• [SUPPLIED RECORDS]:
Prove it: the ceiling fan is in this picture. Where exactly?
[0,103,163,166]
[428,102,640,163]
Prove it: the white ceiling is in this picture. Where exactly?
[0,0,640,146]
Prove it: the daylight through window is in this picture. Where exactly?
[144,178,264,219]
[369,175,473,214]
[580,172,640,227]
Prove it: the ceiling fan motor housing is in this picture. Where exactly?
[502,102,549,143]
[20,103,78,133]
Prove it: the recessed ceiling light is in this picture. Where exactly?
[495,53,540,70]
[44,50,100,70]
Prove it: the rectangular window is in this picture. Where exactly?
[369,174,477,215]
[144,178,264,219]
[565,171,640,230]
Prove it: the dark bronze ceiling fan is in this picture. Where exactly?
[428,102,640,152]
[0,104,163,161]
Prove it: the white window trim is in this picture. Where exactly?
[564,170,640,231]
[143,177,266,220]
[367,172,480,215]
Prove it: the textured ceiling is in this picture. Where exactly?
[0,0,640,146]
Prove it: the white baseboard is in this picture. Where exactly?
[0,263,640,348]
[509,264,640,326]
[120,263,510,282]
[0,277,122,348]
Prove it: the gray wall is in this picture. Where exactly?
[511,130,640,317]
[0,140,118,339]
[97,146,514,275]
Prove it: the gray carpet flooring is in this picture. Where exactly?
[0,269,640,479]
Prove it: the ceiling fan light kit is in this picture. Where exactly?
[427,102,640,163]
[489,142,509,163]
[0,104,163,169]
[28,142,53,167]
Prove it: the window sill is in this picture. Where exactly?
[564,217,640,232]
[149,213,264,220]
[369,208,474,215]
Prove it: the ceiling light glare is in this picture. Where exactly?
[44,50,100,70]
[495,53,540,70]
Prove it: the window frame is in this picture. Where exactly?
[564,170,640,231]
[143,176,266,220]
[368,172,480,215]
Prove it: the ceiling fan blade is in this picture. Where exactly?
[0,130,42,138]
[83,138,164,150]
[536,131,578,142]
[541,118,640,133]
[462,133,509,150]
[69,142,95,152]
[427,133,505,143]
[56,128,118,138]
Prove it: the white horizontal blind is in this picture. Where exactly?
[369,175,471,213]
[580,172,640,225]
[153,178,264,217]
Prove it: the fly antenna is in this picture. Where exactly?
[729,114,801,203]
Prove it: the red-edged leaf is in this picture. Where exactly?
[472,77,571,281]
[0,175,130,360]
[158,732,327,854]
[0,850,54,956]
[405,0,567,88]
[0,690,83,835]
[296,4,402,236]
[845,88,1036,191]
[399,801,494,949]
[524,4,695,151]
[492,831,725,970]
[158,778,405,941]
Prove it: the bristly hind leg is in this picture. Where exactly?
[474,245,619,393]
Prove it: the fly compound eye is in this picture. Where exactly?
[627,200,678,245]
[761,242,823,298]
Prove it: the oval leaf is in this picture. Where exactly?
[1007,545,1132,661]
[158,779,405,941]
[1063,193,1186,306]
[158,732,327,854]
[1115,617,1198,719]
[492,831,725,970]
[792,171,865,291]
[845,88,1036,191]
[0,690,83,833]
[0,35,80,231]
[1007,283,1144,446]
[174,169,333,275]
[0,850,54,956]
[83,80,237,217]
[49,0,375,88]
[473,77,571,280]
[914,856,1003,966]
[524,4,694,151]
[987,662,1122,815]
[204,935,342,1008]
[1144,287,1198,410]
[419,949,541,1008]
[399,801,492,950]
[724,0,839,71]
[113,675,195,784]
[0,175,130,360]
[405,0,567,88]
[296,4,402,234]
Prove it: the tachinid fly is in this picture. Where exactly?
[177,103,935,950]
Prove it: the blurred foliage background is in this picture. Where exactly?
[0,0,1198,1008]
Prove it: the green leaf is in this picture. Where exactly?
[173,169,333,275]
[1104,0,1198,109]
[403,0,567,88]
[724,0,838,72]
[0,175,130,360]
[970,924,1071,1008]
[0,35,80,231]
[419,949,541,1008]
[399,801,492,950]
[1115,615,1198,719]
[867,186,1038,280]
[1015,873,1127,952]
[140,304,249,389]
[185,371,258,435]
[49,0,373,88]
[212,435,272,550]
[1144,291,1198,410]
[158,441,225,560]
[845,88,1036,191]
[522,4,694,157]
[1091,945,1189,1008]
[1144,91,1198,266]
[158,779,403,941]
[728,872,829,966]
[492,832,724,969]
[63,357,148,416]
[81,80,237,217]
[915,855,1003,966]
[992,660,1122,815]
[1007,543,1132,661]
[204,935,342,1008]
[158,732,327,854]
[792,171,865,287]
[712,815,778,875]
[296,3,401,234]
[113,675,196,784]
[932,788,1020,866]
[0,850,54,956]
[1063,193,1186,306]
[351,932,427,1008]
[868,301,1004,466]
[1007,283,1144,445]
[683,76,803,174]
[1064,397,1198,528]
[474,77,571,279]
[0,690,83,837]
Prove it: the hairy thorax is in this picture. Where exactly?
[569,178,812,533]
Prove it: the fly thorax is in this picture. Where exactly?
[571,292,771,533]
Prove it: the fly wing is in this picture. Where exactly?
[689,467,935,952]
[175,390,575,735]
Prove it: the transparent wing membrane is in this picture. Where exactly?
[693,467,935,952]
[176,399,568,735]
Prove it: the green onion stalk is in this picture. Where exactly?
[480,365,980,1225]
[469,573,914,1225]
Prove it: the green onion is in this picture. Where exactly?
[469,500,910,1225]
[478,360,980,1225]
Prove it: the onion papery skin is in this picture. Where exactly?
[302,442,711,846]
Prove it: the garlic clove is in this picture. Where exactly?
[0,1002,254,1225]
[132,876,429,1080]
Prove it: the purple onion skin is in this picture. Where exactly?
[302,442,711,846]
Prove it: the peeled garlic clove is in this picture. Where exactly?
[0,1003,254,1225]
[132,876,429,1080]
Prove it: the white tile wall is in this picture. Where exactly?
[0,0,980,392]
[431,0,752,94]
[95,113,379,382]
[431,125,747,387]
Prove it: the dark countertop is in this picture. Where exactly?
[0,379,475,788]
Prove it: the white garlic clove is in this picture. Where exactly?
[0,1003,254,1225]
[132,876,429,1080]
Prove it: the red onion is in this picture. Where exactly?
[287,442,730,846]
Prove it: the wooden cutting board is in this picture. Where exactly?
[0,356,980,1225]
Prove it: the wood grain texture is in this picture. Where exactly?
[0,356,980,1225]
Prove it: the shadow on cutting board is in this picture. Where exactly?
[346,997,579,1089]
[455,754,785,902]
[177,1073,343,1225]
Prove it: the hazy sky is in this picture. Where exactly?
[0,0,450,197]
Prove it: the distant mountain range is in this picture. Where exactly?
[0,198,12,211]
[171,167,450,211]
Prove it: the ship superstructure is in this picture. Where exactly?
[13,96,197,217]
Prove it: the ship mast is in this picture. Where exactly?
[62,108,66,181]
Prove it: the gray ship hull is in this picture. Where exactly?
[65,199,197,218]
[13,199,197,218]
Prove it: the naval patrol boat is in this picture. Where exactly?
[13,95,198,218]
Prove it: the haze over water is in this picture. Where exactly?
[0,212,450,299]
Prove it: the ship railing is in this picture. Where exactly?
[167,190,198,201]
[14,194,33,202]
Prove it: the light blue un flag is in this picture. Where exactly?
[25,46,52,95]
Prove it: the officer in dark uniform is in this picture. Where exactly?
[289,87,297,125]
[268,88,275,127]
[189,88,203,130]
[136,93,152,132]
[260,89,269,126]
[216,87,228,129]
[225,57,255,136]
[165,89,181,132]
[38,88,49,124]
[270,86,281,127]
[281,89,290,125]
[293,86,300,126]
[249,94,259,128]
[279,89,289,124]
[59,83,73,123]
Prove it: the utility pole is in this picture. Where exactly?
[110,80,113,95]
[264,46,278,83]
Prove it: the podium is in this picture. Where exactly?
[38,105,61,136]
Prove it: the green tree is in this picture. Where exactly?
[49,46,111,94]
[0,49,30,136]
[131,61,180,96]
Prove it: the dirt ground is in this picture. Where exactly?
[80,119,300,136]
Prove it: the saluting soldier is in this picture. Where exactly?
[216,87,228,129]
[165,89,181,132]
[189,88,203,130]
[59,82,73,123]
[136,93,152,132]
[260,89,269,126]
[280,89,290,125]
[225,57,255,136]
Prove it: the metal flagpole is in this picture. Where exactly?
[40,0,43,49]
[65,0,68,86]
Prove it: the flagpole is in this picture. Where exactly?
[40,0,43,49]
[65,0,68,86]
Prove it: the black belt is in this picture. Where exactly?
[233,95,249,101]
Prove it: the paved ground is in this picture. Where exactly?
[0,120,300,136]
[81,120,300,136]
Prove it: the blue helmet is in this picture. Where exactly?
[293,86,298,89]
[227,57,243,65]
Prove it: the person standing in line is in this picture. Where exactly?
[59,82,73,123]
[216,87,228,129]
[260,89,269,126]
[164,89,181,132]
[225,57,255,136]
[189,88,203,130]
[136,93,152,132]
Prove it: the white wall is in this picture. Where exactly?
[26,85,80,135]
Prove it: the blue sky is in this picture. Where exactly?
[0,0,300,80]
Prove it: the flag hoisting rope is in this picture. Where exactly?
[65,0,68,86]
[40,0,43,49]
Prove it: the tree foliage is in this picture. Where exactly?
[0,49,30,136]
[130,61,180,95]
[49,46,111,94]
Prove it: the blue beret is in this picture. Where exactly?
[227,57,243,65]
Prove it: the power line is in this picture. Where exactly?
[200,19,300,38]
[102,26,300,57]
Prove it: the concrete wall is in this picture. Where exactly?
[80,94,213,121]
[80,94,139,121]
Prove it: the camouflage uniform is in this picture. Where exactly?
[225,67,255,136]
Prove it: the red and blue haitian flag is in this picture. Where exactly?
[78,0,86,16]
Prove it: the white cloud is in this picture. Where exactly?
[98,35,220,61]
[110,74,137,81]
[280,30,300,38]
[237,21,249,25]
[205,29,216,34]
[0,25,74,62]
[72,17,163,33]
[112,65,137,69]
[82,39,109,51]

• [WRITTEN REQUEST]:
Put the rows above, from the first one through the line containing "[28,142,53,167]", into a Markdown table with columns "No" and "Line", numbering each line and skipping blank ones.

• [ANSWER FOR THE TASK]:
| No | Line |
|---|---|
| 1 | Prove it: the ceiling fan is in this picture. Where exactly? |
| 2 | [0,103,163,166] |
| 3 | [428,102,640,163] |
| 4 | Prove it: the white ceiling is in this picture. Where exactly? |
| 5 | [0,0,640,146] |
| 6 | Prove it: the daylight through window is in this picture. Where exactly? |
| 7 | [144,178,264,219] |
| 8 | [369,175,473,214] |
| 9 | [580,172,640,227] |
| 10 | Prove it: the ceiling fan motor housing is in this picture. Where exactly? |
| 11 | [502,102,549,143] |
| 12 | [20,103,78,133] |
| 13 | Prove it: the recessed ceiling light is in this picture. Where exactly? |
| 14 | [495,53,540,70] |
| 15 | [44,50,100,70] |
| 16 | Prove it: the rectangular window is in this picture. Where exactly? |
| 17 | [369,174,477,215] |
| 18 | [144,178,264,219] |
| 19 | [565,171,640,230] |
| 20 | Prove it: the dark bronze ceiling fan is in this picture. Where exactly? |
| 21 | [428,102,640,152] |
| 22 | [0,104,163,161] |
| 23 | Prove it: the white window trim is in this picture. Where exactly? |
| 24 | [564,170,640,231] |
| 25 | [143,177,266,220] |
| 26 | [367,172,480,215] |
| 27 | Prove it: the textured ceiling is in this picture. Where exactly? |
| 28 | [0,0,640,146] |
| 29 | Prove it: the white baseboard is in this picture. Where exactly? |
| 30 | [0,263,640,348] |
| 31 | [509,264,640,326] |
| 32 | [120,263,510,282] |
| 33 | [0,277,122,348] |
| 34 | Prove it: the gray wall is in this picture. Where exactly? |
| 35 | [511,130,640,317] |
| 36 | [0,140,118,339] |
| 37 | [97,146,514,275] |
| 38 | Prove it: the gray carpet flooring is in this picture. Where exactly? |
| 39 | [0,269,640,479] |
| 40 | Prove it: the ceiling fan light kit is in this picture. Where exactly? |
| 41 | [427,102,640,163] |
| 42 | [489,142,509,163] |
| 43 | [0,104,163,169] |
| 44 | [28,142,53,167] |